* [Task objective]:
Look through the entries for the string "holds" and copy every line where it shows up.

* [Provided records]:
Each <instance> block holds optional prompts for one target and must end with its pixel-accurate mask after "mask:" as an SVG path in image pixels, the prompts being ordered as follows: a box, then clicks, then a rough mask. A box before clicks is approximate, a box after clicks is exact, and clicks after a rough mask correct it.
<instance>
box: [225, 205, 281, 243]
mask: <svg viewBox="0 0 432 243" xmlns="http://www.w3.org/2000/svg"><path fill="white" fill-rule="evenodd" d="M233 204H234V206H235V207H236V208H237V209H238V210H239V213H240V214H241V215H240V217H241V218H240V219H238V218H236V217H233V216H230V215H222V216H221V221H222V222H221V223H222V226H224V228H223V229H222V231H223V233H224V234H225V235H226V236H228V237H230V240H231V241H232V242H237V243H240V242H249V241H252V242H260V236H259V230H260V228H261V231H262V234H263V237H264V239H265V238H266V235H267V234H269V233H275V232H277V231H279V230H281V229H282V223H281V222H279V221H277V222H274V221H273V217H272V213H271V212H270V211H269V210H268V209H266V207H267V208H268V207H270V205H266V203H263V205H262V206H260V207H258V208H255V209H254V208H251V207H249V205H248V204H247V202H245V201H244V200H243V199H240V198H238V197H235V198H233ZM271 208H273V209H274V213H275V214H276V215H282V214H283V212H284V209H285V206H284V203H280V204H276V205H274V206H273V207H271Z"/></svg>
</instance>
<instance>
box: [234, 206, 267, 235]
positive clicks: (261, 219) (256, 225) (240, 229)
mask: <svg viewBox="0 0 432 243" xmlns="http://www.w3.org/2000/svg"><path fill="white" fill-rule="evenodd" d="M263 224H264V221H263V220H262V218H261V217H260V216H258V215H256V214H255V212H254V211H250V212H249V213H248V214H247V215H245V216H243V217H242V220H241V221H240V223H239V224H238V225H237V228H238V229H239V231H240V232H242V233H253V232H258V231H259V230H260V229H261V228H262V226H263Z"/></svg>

* * *

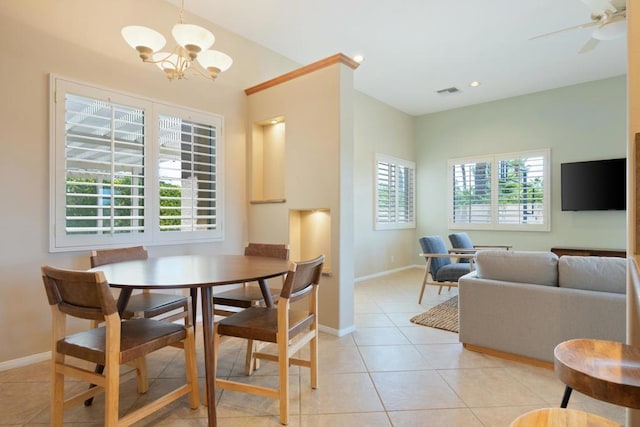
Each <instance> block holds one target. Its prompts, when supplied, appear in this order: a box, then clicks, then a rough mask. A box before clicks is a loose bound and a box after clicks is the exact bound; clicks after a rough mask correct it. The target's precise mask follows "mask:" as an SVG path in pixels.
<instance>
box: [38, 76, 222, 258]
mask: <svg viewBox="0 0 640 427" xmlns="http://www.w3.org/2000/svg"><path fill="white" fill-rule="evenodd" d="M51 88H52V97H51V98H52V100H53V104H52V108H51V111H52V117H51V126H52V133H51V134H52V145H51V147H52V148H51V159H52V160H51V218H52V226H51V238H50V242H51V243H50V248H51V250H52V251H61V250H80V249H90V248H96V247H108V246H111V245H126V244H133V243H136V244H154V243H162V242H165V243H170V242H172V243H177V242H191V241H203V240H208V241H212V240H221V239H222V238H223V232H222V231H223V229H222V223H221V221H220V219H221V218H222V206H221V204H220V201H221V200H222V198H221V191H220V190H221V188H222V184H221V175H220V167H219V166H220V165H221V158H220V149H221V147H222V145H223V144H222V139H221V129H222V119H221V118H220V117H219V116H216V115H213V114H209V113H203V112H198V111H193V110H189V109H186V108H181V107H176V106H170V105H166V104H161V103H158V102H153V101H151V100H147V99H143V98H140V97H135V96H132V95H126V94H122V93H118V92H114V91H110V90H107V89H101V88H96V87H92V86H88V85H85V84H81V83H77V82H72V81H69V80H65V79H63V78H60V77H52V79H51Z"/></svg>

* [Exercise response]:
Each <instance> block holds optional prompts for one target and must end with its pixel-accurate mask after "mask:" as an SVG path in image pixels, the prompts being ordered as follows: a box, then clicks, then a rough mask. A box before clicks is approximate, a box after clicks is exact, and clicks after a rough mask correct it.
Each <instance> block holds one target. Its prompts, when supplied, appear in this order: a box, then clicks, then a rough mask. A box before clicks is a loose bound and a box after clicks is the exact bound; clicks after a rough mask correct it. The target's precise mask follows "mask:" as an SVG path in pixels.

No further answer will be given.